The entries below must be transcribed exactly. Leave nothing out.

BEGIN SOURCE DATA

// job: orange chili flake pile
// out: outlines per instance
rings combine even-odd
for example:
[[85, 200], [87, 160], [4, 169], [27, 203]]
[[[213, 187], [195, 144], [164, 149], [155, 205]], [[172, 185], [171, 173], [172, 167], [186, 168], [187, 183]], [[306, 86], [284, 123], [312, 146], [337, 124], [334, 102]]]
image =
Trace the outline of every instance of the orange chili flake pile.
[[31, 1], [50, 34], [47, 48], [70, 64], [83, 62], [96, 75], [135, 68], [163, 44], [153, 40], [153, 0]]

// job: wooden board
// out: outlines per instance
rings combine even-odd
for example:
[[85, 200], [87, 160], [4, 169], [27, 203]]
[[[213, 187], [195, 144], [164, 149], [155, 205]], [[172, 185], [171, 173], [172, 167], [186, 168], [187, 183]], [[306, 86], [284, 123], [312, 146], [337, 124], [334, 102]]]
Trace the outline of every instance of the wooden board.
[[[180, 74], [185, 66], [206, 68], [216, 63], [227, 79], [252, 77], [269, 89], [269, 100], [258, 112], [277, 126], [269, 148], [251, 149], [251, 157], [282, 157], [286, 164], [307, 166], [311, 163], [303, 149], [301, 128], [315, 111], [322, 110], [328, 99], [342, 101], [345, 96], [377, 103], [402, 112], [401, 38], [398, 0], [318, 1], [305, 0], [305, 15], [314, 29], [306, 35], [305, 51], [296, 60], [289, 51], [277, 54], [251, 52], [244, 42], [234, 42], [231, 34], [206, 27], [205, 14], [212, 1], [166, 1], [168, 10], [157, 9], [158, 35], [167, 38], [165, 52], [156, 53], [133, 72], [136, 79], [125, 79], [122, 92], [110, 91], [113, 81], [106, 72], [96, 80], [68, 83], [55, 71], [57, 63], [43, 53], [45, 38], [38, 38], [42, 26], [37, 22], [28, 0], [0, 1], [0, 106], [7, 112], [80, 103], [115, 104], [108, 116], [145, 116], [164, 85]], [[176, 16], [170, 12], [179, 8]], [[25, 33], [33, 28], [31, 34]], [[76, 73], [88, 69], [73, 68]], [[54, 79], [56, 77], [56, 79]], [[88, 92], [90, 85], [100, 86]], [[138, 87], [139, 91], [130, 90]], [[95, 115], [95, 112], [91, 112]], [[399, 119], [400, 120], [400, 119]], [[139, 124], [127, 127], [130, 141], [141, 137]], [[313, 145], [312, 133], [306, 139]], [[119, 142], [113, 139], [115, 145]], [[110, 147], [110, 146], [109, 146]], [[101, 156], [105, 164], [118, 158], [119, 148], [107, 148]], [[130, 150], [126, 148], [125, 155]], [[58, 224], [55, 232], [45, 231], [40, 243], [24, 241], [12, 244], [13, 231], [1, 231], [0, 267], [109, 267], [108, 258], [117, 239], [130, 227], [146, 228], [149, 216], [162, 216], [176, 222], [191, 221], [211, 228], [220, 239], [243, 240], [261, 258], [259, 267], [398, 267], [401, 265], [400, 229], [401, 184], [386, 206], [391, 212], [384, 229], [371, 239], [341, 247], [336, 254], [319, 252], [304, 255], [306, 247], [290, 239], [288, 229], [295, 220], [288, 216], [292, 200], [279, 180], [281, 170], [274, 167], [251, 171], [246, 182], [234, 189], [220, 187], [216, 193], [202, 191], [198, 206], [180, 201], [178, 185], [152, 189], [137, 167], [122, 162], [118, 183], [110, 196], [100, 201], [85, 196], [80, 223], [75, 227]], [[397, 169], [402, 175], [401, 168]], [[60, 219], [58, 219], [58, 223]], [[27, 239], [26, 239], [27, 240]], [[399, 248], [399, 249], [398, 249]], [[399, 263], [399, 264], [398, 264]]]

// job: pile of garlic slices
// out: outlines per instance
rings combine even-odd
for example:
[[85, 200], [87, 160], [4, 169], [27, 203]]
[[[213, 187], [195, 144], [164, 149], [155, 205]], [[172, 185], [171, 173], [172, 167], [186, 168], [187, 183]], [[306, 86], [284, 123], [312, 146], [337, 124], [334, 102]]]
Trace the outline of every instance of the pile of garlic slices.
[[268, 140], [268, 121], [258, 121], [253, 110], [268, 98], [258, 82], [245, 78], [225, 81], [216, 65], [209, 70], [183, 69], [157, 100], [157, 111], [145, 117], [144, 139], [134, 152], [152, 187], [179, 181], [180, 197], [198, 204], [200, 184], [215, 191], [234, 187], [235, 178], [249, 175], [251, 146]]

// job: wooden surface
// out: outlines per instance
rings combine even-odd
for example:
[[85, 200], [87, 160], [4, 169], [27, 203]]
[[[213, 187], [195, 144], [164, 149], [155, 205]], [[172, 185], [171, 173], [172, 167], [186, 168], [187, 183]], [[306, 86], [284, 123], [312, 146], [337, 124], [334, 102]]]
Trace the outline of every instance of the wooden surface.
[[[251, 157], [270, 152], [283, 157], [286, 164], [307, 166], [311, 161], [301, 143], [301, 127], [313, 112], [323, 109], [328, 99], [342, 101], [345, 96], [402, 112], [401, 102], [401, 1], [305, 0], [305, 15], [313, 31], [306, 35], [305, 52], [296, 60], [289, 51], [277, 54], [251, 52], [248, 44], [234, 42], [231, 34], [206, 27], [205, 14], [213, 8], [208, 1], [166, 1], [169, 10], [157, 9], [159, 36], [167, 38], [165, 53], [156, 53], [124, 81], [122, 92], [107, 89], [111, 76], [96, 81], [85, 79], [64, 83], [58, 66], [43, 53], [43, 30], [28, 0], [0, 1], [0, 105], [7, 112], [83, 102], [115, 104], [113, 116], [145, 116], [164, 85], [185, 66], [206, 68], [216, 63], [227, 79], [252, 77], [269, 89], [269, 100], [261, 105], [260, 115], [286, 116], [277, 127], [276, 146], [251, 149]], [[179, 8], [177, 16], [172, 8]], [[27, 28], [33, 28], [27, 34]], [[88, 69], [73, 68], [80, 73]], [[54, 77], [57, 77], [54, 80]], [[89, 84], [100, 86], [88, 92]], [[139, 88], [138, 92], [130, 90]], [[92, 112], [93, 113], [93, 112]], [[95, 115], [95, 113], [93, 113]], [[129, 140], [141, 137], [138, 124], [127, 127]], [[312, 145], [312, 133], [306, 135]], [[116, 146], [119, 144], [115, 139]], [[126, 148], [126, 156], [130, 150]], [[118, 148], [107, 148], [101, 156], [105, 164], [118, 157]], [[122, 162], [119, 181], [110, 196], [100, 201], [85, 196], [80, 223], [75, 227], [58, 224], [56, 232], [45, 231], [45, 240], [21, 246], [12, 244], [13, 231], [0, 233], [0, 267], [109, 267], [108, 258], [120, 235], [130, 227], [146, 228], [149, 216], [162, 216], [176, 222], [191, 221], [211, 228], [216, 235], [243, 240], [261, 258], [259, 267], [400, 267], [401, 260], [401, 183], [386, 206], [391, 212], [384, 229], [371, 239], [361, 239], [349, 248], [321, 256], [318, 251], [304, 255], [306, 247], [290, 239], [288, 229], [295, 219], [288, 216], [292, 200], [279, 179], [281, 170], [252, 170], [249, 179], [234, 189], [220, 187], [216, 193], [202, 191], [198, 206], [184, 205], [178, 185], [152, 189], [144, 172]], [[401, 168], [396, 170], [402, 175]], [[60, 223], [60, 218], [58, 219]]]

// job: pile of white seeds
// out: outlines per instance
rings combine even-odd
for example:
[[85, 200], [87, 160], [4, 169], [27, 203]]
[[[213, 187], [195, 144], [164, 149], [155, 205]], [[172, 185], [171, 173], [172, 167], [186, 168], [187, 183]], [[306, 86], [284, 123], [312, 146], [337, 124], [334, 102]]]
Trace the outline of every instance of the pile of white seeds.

END SOURCE DATA

▶ **EXERCISE RESPONSE**:
// job: orange chili flake pile
// out: outlines per instance
rings combine even-odd
for example:
[[85, 200], [87, 160], [4, 169], [27, 203]]
[[[213, 187], [195, 144], [164, 149], [155, 205]], [[172, 185], [171, 173], [172, 167], [186, 168], [187, 183]], [[306, 86], [284, 123], [312, 146], [337, 124], [334, 102]]]
image =
Trace the outline of every instance of the orange chili flake pile.
[[31, 1], [50, 34], [47, 48], [70, 64], [83, 62], [96, 75], [135, 68], [163, 44], [153, 40], [153, 0]]

// job: wooden board
// out: outlines per instance
rings combine even-odd
for example:
[[85, 200], [87, 160], [4, 169], [27, 203]]
[[[213, 187], [195, 144], [164, 149], [155, 205]], [[172, 185], [171, 173], [172, 167], [186, 168], [187, 183]], [[306, 86], [284, 123], [312, 146], [337, 124], [334, 102]]]
Trace the outline of every instance of the wooden board.
[[[180, 74], [185, 66], [206, 68], [216, 63], [227, 79], [252, 77], [269, 89], [269, 100], [258, 112], [277, 126], [269, 148], [251, 149], [251, 157], [282, 157], [286, 164], [307, 166], [311, 163], [303, 149], [301, 128], [315, 111], [322, 110], [328, 99], [342, 101], [345, 96], [377, 103], [402, 112], [401, 38], [398, 0], [318, 1], [305, 0], [305, 15], [314, 29], [306, 35], [305, 51], [296, 60], [289, 51], [277, 54], [251, 52], [244, 42], [234, 42], [231, 34], [206, 27], [205, 14], [212, 1], [166, 1], [168, 10], [157, 9], [158, 35], [167, 38], [165, 52], [156, 53], [133, 72], [136, 79], [125, 79], [122, 92], [110, 91], [113, 81], [106, 72], [96, 80], [68, 83], [55, 71], [57, 63], [43, 53], [45, 38], [38, 38], [42, 26], [37, 22], [28, 0], [0, 1], [0, 106], [7, 112], [80, 103], [115, 104], [108, 116], [145, 116], [164, 85]], [[176, 16], [170, 12], [179, 8]], [[25, 33], [33, 28], [31, 34]], [[76, 73], [88, 69], [73, 68]], [[54, 79], [56, 77], [56, 79]], [[88, 92], [90, 85], [100, 86]], [[138, 87], [139, 91], [130, 90]], [[95, 115], [95, 112], [91, 112]], [[399, 119], [400, 120], [400, 119]], [[139, 124], [127, 127], [130, 141], [141, 137]], [[313, 145], [312, 133], [306, 139]], [[119, 142], [113, 139], [115, 145]], [[110, 147], [110, 146], [109, 146]], [[101, 156], [105, 164], [118, 158], [119, 148], [107, 148]], [[130, 150], [126, 148], [125, 155]], [[58, 224], [55, 232], [45, 231], [40, 243], [24, 241], [12, 244], [13, 231], [1, 231], [0, 267], [109, 267], [108, 258], [117, 239], [130, 227], [146, 228], [149, 216], [162, 216], [176, 222], [191, 221], [211, 228], [220, 239], [243, 240], [261, 258], [259, 267], [398, 267], [401, 265], [400, 229], [401, 184], [386, 206], [391, 212], [384, 229], [371, 239], [341, 247], [336, 254], [319, 252], [304, 255], [306, 247], [290, 239], [288, 229], [295, 220], [288, 216], [292, 200], [279, 180], [281, 170], [274, 167], [251, 171], [246, 182], [234, 189], [220, 187], [216, 193], [202, 191], [198, 206], [180, 201], [178, 185], [152, 189], [137, 167], [122, 162], [118, 183], [110, 196], [100, 201], [85, 196], [80, 223], [75, 227]], [[397, 169], [402, 175], [401, 168]], [[60, 219], [58, 219], [58, 223]], [[27, 239], [26, 239], [27, 240]], [[399, 248], [399, 249], [398, 249]], [[399, 263], [399, 264], [398, 264]]]

// job: pile of garlic slices
// out: outlines per instance
rings combine even-odd
for example:
[[85, 200], [87, 160], [4, 169], [27, 203]]
[[[213, 187], [195, 144], [164, 149], [155, 205]], [[172, 185], [171, 173], [172, 167], [186, 168], [187, 183]], [[306, 86], [284, 123], [312, 146], [337, 124], [334, 102]]]
Trace the outline of every instance of the pile of garlic slices.
[[268, 140], [268, 121], [258, 121], [253, 110], [268, 98], [258, 82], [245, 78], [225, 81], [216, 65], [209, 70], [183, 69], [157, 100], [157, 111], [145, 117], [144, 139], [134, 152], [152, 187], [179, 181], [180, 197], [198, 204], [200, 184], [215, 191], [234, 187], [235, 178], [249, 175], [251, 146]]

// job: wooden surface
// out: outlines per instance
rings combine even-odd
for example:
[[85, 200], [87, 160], [4, 169], [27, 203]]
[[[213, 187], [195, 144], [164, 149], [155, 205]], [[172, 185], [171, 173], [172, 167], [186, 168], [187, 183]], [[306, 86], [284, 123], [312, 146], [337, 124], [334, 102]]]
Trace the outline of every instance of the wooden surface.
[[[251, 157], [270, 152], [283, 157], [286, 164], [307, 166], [311, 161], [301, 143], [301, 127], [313, 112], [323, 109], [328, 99], [342, 101], [345, 96], [402, 112], [401, 102], [401, 1], [305, 0], [305, 15], [313, 31], [306, 35], [305, 52], [296, 60], [289, 51], [277, 54], [251, 52], [248, 44], [234, 42], [231, 34], [206, 27], [205, 14], [213, 8], [208, 1], [166, 1], [169, 10], [157, 9], [159, 36], [167, 38], [165, 53], [156, 53], [124, 81], [122, 92], [107, 89], [111, 76], [96, 81], [85, 79], [64, 83], [58, 66], [43, 53], [43, 30], [28, 0], [0, 1], [0, 105], [7, 112], [83, 102], [115, 104], [113, 116], [145, 116], [164, 85], [185, 66], [206, 68], [216, 63], [227, 79], [252, 77], [269, 89], [269, 100], [261, 105], [260, 115], [286, 116], [277, 127], [276, 146], [251, 149]], [[179, 8], [177, 16], [172, 8]], [[27, 28], [33, 28], [27, 34]], [[88, 69], [73, 68], [80, 73]], [[54, 77], [57, 77], [54, 80]], [[89, 84], [100, 86], [88, 92]], [[139, 88], [138, 92], [130, 90]], [[92, 112], [93, 113], [93, 112]], [[95, 115], [95, 113], [93, 113]], [[129, 140], [141, 137], [138, 124], [127, 127]], [[312, 145], [312, 133], [306, 135]], [[116, 146], [119, 144], [115, 139]], [[126, 148], [126, 156], [130, 150]], [[118, 148], [107, 148], [101, 156], [105, 164], [118, 157]], [[122, 162], [119, 181], [110, 196], [100, 201], [85, 196], [80, 223], [75, 227], [58, 224], [56, 232], [45, 231], [45, 240], [21, 246], [12, 244], [13, 231], [0, 233], [0, 267], [109, 267], [108, 258], [120, 235], [130, 227], [146, 228], [149, 216], [162, 216], [176, 222], [191, 221], [211, 228], [216, 235], [243, 240], [261, 258], [259, 267], [400, 267], [401, 260], [401, 183], [386, 206], [391, 212], [384, 229], [371, 239], [361, 239], [349, 248], [321, 256], [318, 251], [304, 255], [306, 247], [290, 239], [288, 229], [295, 219], [288, 216], [292, 200], [279, 179], [281, 170], [252, 170], [249, 179], [234, 189], [220, 187], [216, 193], [202, 191], [198, 206], [184, 205], [178, 185], [152, 189], [144, 172]], [[401, 168], [396, 170], [402, 175]], [[60, 223], [60, 218], [58, 219]]]

// job: pile of white seeds
// out: outlines per instance
rings combine even-odd
for example:
[[85, 200], [87, 160], [4, 169], [27, 203]]
[[[213, 187], [195, 144], [164, 149], [155, 205]], [[172, 185], [171, 173], [172, 167], [186, 168], [187, 183]], [[306, 86], [284, 123], [312, 146], [337, 124], [334, 102]]]
Trace the outline of every instance of the pile of white seeds.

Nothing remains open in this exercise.